■ DATA TO EXAMINE:
┄┄┄┄┄┄┄┄┄┄
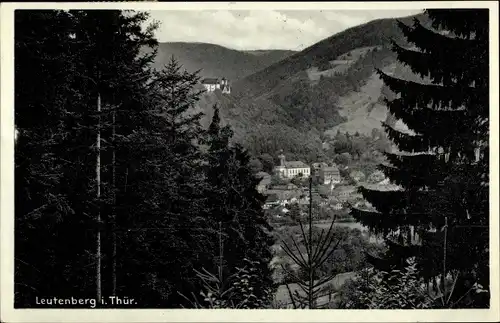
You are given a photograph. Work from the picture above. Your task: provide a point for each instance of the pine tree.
(236, 205)
(43, 95)
(65, 63)
(443, 168)
(162, 227)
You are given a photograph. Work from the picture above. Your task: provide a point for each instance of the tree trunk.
┄┄┄┄┄┄┄┄┄┄
■ WORK REQUEST:
Quote all of the entries word for word, omitting any pictures.

■ SOLUTION:
You are given a photograph. Work from the picture above. Your task: provide a point for each instance of the pine tree.
(236, 205)
(43, 95)
(65, 63)
(443, 168)
(162, 227)
You are given a photograph. Work from the picture above. Your task: provide a point for each instance of the tree trunk.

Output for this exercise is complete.